### Materials provided
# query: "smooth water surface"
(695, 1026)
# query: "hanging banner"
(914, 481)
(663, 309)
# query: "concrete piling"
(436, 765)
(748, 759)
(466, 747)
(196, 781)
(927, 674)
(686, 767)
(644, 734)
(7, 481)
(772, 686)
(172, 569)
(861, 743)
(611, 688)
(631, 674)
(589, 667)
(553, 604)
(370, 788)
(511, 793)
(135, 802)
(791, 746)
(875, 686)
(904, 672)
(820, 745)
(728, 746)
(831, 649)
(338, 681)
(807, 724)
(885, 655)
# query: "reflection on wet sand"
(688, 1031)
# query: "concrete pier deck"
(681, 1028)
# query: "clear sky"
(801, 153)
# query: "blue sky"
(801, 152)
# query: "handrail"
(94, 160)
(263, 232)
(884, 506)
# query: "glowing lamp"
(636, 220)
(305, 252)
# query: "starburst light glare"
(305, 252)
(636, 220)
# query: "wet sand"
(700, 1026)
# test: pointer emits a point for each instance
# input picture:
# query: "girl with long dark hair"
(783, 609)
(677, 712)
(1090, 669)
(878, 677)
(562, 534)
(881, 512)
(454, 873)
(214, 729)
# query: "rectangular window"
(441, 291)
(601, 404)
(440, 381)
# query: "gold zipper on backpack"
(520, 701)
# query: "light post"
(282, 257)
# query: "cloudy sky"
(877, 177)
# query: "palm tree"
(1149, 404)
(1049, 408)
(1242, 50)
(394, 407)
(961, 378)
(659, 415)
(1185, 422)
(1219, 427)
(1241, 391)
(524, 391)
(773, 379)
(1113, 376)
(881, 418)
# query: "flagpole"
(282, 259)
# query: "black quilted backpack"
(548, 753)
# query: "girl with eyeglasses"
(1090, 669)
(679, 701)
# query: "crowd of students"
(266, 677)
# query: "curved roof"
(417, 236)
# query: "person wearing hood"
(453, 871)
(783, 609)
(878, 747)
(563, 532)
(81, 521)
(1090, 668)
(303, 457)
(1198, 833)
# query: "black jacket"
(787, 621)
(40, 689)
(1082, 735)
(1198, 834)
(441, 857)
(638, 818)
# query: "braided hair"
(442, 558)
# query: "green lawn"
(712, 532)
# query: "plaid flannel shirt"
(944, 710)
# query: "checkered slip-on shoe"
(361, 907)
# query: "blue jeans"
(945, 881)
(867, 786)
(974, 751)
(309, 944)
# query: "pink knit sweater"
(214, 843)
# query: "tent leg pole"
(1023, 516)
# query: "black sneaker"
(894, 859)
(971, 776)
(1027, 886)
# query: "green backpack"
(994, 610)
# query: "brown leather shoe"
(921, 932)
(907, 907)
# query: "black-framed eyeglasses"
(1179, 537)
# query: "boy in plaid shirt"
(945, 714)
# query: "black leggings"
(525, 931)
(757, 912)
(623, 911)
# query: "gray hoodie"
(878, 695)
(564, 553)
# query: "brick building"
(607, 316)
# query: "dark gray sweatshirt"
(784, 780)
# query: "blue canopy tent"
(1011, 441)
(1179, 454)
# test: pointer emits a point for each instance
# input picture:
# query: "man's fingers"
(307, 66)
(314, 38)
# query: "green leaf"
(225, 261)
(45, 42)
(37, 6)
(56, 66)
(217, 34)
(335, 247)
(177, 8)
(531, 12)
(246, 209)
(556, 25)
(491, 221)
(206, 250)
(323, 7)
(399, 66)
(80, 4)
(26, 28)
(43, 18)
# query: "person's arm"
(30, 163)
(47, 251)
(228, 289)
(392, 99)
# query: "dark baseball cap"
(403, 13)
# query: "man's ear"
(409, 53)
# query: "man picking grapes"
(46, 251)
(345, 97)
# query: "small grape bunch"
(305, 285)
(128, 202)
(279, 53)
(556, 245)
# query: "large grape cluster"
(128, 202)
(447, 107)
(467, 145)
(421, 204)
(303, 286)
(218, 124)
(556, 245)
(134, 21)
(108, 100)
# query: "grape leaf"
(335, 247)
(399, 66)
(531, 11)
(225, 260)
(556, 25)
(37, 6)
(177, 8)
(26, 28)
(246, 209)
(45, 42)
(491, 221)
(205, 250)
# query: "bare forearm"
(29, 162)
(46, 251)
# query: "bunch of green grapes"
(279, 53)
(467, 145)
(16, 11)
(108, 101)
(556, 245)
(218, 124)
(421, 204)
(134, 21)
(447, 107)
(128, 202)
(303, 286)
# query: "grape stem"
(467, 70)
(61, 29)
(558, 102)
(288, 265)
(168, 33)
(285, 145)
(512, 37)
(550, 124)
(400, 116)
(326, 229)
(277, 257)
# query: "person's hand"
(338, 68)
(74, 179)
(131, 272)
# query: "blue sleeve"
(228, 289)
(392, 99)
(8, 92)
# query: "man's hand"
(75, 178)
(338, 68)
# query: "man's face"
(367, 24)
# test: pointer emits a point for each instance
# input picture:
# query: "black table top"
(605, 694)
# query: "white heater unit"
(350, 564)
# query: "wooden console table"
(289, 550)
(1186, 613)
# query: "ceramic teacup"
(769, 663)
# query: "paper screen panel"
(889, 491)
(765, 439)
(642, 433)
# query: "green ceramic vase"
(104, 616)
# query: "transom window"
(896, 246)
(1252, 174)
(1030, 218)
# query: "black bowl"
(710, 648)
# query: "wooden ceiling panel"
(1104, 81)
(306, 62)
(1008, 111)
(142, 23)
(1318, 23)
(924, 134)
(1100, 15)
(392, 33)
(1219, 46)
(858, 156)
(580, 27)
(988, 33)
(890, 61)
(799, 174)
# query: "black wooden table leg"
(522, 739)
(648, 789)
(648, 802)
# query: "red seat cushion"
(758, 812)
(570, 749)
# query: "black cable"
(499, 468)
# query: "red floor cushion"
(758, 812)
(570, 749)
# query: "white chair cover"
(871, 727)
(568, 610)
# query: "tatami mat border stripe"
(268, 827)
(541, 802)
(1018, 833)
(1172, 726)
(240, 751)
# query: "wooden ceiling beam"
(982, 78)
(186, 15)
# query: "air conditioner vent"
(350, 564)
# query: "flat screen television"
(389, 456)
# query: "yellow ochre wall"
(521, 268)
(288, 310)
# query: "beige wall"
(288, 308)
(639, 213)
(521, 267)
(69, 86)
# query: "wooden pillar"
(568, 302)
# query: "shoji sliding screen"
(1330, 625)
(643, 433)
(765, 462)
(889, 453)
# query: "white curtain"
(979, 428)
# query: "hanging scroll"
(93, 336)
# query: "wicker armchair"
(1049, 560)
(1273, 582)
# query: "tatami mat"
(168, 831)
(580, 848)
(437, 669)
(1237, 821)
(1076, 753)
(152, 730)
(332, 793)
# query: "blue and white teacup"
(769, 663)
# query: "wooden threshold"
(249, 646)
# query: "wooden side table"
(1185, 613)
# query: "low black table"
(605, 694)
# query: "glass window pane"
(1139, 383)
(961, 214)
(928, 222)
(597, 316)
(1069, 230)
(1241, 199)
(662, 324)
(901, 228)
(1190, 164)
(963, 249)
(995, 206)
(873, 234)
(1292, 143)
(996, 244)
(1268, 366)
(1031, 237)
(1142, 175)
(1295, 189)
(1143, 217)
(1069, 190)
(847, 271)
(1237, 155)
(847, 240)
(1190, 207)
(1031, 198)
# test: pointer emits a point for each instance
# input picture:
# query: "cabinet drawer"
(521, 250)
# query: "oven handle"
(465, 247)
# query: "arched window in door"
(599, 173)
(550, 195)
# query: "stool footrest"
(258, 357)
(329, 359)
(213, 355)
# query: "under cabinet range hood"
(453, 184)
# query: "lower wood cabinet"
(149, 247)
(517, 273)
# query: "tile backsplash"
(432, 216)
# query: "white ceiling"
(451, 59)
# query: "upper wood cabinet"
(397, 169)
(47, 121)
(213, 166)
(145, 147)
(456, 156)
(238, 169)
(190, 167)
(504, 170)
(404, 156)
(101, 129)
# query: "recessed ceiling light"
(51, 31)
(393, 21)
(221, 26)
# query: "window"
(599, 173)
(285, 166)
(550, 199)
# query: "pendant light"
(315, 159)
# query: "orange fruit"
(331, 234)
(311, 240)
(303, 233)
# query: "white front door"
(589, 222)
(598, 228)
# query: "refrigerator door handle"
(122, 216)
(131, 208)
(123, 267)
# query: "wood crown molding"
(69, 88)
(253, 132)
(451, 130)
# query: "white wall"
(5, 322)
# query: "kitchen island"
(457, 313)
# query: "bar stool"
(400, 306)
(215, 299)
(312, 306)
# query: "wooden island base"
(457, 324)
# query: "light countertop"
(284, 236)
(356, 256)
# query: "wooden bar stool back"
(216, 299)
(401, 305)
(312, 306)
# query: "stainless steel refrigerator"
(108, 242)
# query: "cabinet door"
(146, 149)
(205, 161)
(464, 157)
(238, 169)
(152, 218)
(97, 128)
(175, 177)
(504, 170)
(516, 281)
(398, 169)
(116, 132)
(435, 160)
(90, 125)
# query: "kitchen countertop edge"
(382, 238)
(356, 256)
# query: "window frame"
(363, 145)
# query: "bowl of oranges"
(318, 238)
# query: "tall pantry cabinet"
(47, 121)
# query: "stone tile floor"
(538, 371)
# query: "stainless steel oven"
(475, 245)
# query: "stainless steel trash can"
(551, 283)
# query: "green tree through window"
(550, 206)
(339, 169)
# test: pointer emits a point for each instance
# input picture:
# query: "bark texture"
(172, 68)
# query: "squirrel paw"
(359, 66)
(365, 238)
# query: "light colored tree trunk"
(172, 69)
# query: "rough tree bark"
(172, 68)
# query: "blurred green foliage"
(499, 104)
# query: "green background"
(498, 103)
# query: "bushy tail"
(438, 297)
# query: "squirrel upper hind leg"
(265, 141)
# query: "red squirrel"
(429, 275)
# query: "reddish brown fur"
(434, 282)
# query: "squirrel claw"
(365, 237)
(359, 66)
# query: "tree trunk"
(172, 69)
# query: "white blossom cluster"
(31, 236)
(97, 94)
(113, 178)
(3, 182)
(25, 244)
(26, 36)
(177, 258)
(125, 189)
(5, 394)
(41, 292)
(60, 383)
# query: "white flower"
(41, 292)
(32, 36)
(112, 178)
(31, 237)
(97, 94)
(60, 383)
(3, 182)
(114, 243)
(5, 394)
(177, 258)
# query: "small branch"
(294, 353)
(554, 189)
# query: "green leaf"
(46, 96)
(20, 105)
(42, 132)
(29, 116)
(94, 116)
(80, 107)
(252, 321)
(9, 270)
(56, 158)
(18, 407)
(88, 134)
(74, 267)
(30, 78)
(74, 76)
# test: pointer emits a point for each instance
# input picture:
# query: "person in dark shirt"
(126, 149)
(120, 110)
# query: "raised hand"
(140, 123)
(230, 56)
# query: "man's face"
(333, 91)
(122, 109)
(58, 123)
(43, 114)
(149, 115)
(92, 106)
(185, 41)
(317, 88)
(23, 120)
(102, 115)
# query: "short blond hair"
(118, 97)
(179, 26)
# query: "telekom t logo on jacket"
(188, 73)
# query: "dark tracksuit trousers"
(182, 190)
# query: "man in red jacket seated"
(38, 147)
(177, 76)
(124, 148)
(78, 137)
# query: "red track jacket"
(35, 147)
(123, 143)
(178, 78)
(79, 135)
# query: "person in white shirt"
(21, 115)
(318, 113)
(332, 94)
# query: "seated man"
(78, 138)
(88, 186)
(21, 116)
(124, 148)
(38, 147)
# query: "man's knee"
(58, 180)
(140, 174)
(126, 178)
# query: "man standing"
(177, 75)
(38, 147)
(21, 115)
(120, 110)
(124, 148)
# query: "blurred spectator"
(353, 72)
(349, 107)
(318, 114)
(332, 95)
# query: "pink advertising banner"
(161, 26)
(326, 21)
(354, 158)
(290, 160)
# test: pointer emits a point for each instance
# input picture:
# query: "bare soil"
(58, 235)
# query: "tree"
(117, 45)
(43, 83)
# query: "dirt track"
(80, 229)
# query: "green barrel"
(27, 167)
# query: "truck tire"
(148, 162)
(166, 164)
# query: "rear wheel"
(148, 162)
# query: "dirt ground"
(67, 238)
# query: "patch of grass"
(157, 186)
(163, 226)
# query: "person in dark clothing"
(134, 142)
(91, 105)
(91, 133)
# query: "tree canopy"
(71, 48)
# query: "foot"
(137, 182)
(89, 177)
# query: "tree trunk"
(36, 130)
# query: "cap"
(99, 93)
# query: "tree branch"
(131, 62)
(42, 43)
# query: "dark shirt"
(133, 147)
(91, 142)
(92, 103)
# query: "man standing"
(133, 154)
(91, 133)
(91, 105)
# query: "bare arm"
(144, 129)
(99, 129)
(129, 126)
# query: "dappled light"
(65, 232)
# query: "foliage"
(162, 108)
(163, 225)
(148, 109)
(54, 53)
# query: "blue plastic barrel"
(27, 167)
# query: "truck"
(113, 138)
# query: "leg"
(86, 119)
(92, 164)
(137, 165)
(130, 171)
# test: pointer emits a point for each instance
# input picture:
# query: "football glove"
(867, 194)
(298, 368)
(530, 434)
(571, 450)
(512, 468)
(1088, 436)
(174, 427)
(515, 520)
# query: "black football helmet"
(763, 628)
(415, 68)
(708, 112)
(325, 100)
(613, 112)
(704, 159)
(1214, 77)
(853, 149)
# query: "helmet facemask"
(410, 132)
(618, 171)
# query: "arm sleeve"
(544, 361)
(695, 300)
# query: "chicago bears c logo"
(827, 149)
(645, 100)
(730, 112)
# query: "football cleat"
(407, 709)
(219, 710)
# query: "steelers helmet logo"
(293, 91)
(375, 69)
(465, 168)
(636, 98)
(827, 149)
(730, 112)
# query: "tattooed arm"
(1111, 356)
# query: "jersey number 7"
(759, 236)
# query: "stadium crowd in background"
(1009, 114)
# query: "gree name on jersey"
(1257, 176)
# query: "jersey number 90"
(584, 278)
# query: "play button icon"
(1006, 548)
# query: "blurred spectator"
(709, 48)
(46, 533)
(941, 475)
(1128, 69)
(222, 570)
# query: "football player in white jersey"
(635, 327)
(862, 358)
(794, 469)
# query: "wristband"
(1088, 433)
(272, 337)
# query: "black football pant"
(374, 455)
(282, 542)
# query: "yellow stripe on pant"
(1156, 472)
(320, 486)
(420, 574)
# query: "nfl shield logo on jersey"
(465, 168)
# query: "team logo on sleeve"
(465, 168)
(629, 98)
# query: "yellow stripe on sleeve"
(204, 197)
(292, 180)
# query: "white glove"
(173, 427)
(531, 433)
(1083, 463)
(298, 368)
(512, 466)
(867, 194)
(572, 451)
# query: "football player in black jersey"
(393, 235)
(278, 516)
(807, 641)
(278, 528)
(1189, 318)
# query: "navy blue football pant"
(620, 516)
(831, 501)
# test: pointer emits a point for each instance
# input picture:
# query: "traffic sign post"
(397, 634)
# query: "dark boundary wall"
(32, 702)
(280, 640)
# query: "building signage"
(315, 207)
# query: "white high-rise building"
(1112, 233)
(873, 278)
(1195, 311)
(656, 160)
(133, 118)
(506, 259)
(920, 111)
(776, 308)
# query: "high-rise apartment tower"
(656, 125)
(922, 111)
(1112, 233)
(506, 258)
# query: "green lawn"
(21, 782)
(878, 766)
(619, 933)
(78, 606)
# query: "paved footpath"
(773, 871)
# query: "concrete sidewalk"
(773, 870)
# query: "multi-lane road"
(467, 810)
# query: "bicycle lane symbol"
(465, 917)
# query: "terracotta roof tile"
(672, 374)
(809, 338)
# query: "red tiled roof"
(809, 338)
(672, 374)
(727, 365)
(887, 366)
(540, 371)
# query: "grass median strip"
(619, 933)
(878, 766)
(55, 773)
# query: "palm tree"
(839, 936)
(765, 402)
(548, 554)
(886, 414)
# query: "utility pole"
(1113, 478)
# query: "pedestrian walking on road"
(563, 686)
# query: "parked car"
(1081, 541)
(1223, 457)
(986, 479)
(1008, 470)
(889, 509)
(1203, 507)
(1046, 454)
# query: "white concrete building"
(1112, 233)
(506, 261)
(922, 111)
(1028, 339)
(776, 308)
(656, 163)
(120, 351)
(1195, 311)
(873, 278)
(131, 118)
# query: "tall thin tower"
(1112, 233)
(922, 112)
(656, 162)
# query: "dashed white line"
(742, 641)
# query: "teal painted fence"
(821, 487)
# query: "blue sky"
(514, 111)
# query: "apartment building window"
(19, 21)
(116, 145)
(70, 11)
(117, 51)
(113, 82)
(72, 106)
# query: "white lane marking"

### Work to do
Show each line of the items above that contains the string "ceramic", copied verbatim, one per line.

### Result of this task
# query: "ceramic teacup"
# query: "green ceramic vase"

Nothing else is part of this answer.